» Records for this exercise
===

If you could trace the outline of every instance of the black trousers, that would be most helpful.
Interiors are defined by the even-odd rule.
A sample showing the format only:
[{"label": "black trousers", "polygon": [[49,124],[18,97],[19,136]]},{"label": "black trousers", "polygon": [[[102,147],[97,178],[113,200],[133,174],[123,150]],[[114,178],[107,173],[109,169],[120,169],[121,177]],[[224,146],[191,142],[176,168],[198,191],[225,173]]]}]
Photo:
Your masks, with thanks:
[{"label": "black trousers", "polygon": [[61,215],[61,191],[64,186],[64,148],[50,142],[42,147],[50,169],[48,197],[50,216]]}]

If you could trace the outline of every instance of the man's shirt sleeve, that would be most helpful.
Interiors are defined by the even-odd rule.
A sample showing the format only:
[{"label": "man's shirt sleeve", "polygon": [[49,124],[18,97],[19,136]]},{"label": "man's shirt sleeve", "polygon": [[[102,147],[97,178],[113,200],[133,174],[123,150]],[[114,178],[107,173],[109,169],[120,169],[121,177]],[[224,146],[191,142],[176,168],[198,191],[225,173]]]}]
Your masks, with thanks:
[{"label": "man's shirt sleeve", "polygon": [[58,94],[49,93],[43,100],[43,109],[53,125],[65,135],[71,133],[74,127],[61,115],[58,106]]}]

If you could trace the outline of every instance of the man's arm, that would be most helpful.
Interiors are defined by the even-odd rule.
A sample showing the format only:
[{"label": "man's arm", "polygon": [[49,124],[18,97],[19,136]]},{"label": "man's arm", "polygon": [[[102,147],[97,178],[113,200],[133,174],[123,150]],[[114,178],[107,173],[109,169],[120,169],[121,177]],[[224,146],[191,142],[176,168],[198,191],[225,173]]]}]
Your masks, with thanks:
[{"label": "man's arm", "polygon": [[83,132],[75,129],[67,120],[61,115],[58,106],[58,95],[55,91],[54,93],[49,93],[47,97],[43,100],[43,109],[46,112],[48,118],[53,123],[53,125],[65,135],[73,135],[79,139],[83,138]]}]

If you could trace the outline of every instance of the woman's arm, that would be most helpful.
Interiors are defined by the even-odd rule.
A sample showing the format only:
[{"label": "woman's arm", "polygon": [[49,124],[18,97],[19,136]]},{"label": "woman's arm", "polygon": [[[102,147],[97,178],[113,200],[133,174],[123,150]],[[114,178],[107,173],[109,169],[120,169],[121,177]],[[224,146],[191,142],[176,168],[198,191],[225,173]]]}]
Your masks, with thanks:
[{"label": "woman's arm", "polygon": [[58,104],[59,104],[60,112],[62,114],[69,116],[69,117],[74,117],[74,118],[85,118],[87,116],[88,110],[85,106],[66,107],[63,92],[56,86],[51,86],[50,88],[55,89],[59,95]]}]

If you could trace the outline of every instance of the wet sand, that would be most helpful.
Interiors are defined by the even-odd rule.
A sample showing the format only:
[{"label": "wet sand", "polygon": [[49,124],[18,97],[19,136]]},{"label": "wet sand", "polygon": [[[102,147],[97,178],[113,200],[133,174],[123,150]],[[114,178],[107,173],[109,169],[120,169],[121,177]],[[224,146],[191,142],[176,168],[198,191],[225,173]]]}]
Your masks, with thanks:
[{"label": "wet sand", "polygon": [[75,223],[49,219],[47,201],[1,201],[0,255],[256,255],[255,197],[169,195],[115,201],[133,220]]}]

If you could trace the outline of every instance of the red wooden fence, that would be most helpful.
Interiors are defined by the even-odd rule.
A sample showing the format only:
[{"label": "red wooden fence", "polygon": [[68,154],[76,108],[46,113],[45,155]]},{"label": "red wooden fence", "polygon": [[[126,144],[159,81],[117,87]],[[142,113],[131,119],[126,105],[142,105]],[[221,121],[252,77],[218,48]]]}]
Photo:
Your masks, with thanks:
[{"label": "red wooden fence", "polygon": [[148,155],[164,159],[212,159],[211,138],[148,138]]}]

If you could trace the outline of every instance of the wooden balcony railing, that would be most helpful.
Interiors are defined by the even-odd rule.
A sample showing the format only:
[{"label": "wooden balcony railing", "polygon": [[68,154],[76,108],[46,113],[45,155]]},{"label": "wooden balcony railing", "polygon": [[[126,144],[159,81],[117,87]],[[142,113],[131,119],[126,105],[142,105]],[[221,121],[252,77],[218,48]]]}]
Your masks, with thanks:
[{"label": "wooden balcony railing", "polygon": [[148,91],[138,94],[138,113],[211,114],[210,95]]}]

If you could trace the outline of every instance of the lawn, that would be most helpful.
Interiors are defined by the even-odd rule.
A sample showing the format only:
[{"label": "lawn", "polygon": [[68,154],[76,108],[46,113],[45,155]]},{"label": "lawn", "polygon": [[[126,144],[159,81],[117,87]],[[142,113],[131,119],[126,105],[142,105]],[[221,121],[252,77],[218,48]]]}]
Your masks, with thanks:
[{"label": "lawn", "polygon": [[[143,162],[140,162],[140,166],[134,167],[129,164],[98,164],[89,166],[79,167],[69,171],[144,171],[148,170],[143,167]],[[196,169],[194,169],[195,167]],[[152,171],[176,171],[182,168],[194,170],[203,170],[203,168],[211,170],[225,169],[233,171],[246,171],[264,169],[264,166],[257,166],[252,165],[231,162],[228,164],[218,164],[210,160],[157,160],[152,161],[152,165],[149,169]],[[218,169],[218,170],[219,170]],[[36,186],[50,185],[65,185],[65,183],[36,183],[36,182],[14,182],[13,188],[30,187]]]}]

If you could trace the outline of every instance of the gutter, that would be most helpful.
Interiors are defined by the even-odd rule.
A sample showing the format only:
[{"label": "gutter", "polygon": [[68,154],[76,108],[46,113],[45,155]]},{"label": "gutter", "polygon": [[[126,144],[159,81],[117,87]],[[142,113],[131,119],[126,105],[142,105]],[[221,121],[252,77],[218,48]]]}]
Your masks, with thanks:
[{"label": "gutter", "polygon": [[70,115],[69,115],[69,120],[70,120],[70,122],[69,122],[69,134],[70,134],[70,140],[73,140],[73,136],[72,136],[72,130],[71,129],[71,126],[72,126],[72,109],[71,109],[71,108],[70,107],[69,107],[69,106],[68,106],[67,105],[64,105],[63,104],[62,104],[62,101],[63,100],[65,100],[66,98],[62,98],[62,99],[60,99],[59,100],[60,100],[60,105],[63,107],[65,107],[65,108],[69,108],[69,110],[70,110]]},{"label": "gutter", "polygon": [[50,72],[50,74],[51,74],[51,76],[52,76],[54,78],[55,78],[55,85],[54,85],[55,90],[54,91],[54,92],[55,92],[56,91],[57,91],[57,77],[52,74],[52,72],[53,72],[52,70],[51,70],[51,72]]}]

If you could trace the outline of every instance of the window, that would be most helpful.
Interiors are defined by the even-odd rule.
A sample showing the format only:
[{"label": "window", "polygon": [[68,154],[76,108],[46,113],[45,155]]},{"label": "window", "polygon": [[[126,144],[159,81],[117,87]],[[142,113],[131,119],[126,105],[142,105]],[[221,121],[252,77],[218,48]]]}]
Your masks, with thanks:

===

» What to do
Repeat exactly the lines above from the line that contains "window, that would be most helpful." through the end. Include both of these ends; leave out everything else.

» Written response
If you could trace the outline of every instance of the window, that would be most helpful.
Interiors are defined by the even-odd rule.
A sample showing the format only:
[{"label": "window", "polygon": [[68,154],[76,108],[46,113],[45,155]]},{"label": "window", "polygon": [[[126,144],[159,81],[117,87]],[[142,113],[131,119],[126,105],[142,105]],[[221,121],[252,77],[218,48]]]}]
Your masks, with thanks:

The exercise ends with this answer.